### 과제
아래 목록의 모든 줄을 요청 줄까지 빠짐없이 다시 적되, 답에 나온 좌표 값은 전부 1.25배로 키워 정수로 반올림하세요(0.5는 올림).

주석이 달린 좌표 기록
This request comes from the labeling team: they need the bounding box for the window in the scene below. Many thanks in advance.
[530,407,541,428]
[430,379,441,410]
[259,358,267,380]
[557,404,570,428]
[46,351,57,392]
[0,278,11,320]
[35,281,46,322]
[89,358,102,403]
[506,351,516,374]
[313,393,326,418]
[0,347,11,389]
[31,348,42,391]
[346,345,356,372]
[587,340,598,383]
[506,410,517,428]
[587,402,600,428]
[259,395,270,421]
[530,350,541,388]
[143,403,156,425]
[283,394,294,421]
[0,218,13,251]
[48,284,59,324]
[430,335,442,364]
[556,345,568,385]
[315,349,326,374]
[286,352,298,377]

### 과제 답
This request comes from the labeling team: they need the bounding box for the window in the scene below. Many thanks in advance.
[663,509,676,535]
[538,474,551,513]
[324,448,334,475]
[696,505,713,535]
[58,439,71,490]
[0,348,14,400]
[44,351,58,403]
[111,448,128,504]
[633,439,645,468]
[391,491,408,523]
[0,434,14,486]
[39,435,53,489]
[433,431,445,465]
[734,425,748,479]
[633,513,646,535]
[734,503,750,535]
[324,494,338,526]
[663,438,676,485]
[179,504,195,531]
[354,493,368,526]
[0,273,16,314]
[60,355,74,405]
[538,419,553,455]
[695,431,710,481]
[394,436,408,468]
[358,440,373,471]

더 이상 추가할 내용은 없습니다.